_Assigned task_: Output the entries below exactly as written, omitting pictures.

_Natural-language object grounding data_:

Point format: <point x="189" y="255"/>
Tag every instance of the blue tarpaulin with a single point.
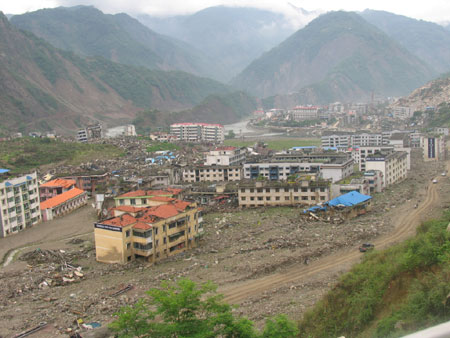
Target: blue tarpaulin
<point x="349" y="199"/>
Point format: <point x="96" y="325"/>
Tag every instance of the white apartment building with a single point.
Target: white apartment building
<point x="211" y="174"/>
<point x="434" y="147"/>
<point x="263" y="193"/>
<point x="301" y="113"/>
<point x="226" y="156"/>
<point x="353" y="140"/>
<point x="275" y="171"/>
<point x="19" y="203"/>
<point x="393" y="166"/>
<point x="198" y="132"/>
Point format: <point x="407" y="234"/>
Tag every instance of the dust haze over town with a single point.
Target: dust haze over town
<point x="292" y="154"/>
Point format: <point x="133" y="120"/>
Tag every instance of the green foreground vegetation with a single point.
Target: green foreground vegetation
<point x="186" y="309"/>
<point x="276" y="144"/>
<point x="391" y="293"/>
<point x="24" y="154"/>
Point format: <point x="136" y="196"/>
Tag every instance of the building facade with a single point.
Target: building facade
<point x="266" y="193"/>
<point x="226" y="156"/>
<point x="55" y="187"/>
<point x="434" y="147"/>
<point x="211" y="174"/>
<point x="19" y="203"/>
<point x="152" y="234"/>
<point x="63" y="203"/>
<point x="393" y="166"/>
<point x="198" y="132"/>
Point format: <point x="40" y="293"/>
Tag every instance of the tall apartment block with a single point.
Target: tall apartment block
<point x="198" y="132"/>
<point x="19" y="203"/>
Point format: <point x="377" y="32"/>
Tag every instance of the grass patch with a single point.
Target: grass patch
<point x="277" y="144"/>
<point x="24" y="154"/>
<point x="356" y="306"/>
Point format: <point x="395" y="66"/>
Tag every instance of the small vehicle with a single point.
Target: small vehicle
<point x="366" y="247"/>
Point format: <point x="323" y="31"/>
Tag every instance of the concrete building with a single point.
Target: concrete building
<point x="198" y="132"/>
<point x="352" y="140"/>
<point x="211" y="174"/>
<point x="266" y="193"/>
<point x="147" y="198"/>
<point x="63" y="203"/>
<point x="89" y="182"/>
<point x="280" y="171"/>
<point x="228" y="156"/>
<point x="151" y="234"/>
<point x="19" y="202"/>
<point x="393" y="166"/>
<point x="301" y="113"/>
<point x="55" y="187"/>
<point x="434" y="147"/>
<point x="90" y="132"/>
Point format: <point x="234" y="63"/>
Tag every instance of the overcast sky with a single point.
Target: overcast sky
<point x="431" y="10"/>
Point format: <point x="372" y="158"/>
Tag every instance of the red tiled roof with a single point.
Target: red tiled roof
<point x="142" y="226"/>
<point x="163" y="211"/>
<point x="162" y="199"/>
<point x="128" y="208"/>
<point x="61" y="198"/>
<point x="121" y="221"/>
<point x="142" y="193"/>
<point x="59" y="182"/>
<point x="226" y="148"/>
<point x="181" y="205"/>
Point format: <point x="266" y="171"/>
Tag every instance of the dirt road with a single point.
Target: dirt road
<point x="404" y="228"/>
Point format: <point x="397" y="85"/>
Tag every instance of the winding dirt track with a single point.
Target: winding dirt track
<point x="405" y="227"/>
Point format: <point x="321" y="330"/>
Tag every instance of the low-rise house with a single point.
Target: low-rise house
<point x="152" y="233"/>
<point x="89" y="182"/>
<point x="55" y="187"/>
<point x="213" y="173"/>
<point x="393" y="166"/>
<point x="19" y="202"/>
<point x="62" y="204"/>
<point x="267" y="193"/>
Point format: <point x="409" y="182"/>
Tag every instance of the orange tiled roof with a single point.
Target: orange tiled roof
<point x="121" y="221"/>
<point x="61" y="198"/>
<point x="163" y="211"/>
<point x="59" y="182"/>
<point x="142" y="193"/>
<point x="142" y="226"/>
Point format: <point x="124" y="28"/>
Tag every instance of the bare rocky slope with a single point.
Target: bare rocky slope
<point x="44" y="88"/>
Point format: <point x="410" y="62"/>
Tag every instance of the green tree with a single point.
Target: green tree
<point x="185" y="309"/>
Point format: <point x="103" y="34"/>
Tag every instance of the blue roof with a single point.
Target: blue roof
<point x="349" y="199"/>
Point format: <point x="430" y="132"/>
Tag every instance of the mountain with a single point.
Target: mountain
<point x="232" y="107"/>
<point x="119" y="38"/>
<point x="426" y="40"/>
<point x="432" y="94"/>
<point x="338" y="56"/>
<point x="44" y="88"/>
<point x="234" y="36"/>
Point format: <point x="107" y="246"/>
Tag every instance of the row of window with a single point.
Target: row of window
<point x="278" y="198"/>
<point x="261" y="190"/>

_Task answer_:
Point format: <point x="189" y="255"/>
Tag every instance of the blue tarpaulin with a single point.
Target: blue tarpaulin
<point x="349" y="199"/>
Point format: <point x="96" y="325"/>
Tag every instance of the white apartment building with a single point.
Target: white apartment building
<point x="211" y="174"/>
<point x="434" y="147"/>
<point x="263" y="193"/>
<point x="301" y="113"/>
<point x="226" y="156"/>
<point x="353" y="140"/>
<point x="275" y="171"/>
<point x="19" y="203"/>
<point x="393" y="166"/>
<point x="198" y="132"/>
Point format: <point x="407" y="234"/>
Tag every instance of the dust haze over town with a single point.
Target: dust haze over town
<point x="292" y="154"/>
Point format: <point x="133" y="120"/>
Tag every instance of the green foreground vegetation with a single point.
Target: green foreground vegetation
<point x="186" y="309"/>
<point x="276" y="144"/>
<point x="391" y="293"/>
<point x="24" y="154"/>
Point format: <point x="136" y="196"/>
Tag every instance of the building facade with a single point.
Target: building facade
<point x="266" y="193"/>
<point x="226" y="156"/>
<point x="55" y="187"/>
<point x="434" y="147"/>
<point x="211" y="174"/>
<point x="19" y="203"/>
<point x="152" y="234"/>
<point x="63" y="203"/>
<point x="393" y="166"/>
<point x="198" y="132"/>
Point format: <point x="40" y="293"/>
Tag every instance of the tall apartment block with a single point.
Target: tall apartment block
<point x="198" y="132"/>
<point x="19" y="203"/>
Point format: <point x="377" y="32"/>
Tag every instance of the grass patch with a single point.
Target: grass patch
<point x="277" y="144"/>
<point x="24" y="154"/>
<point x="356" y="306"/>
Point format: <point x="395" y="66"/>
Tag every instance of the small vehicle with a single point.
Target: small vehicle
<point x="366" y="247"/>
Point format: <point x="323" y="31"/>
Tag every instance of the concrete building with a single point.
Target: concrete building
<point x="198" y="132"/>
<point x="352" y="140"/>
<point x="211" y="174"/>
<point x="266" y="193"/>
<point x="147" y="198"/>
<point x="63" y="203"/>
<point x="89" y="182"/>
<point x="280" y="171"/>
<point x="228" y="156"/>
<point x="151" y="234"/>
<point x="19" y="202"/>
<point x="393" y="166"/>
<point x="301" y="113"/>
<point x="55" y="187"/>
<point x="434" y="147"/>
<point x="90" y="132"/>
Point format: <point x="234" y="63"/>
Tag every instance of the overcast sky with a single point.
Target: overcast sky
<point x="431" y="10"/>
Point format: <point x="372" y="158"/>
Tag every instance of the red tiled roof with a single point.
Target: red tiled roof
<point x="142" y="226"/>
<point x="163" y="211"/>
<point x="162" y="199"/>
<point x="128" y="208"/>
<point x="61" y="198"/>
<point x="121" y="221"/>
<point x="142" y="193"/>
<point x="59" y="182"/>
<point x="226" y="148"/>
<point x="181" y="205"/>
Point format: <point x="266" y="171"/>
Tag every instance of the dirt road with a single point.
Target: dirt road
<point x="404" y="228"/>
Point format: <point x="397" y="85"/>
Tag every instance of the winding dirt track with a single point.
Target: winding dirt track
<point x="405" y="227"/>
Point format: <point x="321" y="330"/>
Tag every instance of the low-rise house with a single point.
Target: low-rise house
<point x="152" y="233"/>
<point x="89" y="182"/>
<point x="55" y="187"/>
<point x="213" y="173"/>
<point x="393" y="166"/>
<point x="19" y="202"/>
<point x="62" y="204"/>
<point x="267" y="193"/>
Point format: <point x="409" y="182"/>
Tag every instance of the orange tiled roof with a single point.
Target: orange tiled roof
<point x="121" y="221"/>
<point x="61" y="198"/>
<point x="163" y="211"/>
<point x="59" y="182"/>
<point x="142" y="193"/>
<point x="142" y="226"/>
Point format: <point x="124" y="28"/>
Tag every instance of the bare rocky slope with a single point.
Target: bare rocky slope
<point x="44" y="88"/>
Point format: <point x="410" y="62"/>
Tag every instance of the green tree with a single point.
Target: green tree
<point x="185" y="309"/>
Point format: <point x="103" y="34"/>
Tag every instance of the blue roof with a single point.
Target: blue roof
<point x="349" y="199"/>
Point format: <point x="430" y="132"/>
Tag every instance of the mountain with a single point.
Target: mountain
<point x="232" y="107"/>
<point x="119" y="38"/>
<point x="426" y="40"/>
<point x="432" y="94"/>
<point x="338" y="56"/>
<point x="44" y="88"/>
<point x="234" y="36"/>
Point format: <point x="107" y="246"/>
Tag every instance of the row of window with a single point.
Target: row of window
<point x="278" y="198"/>
<point x="261" y="190"/>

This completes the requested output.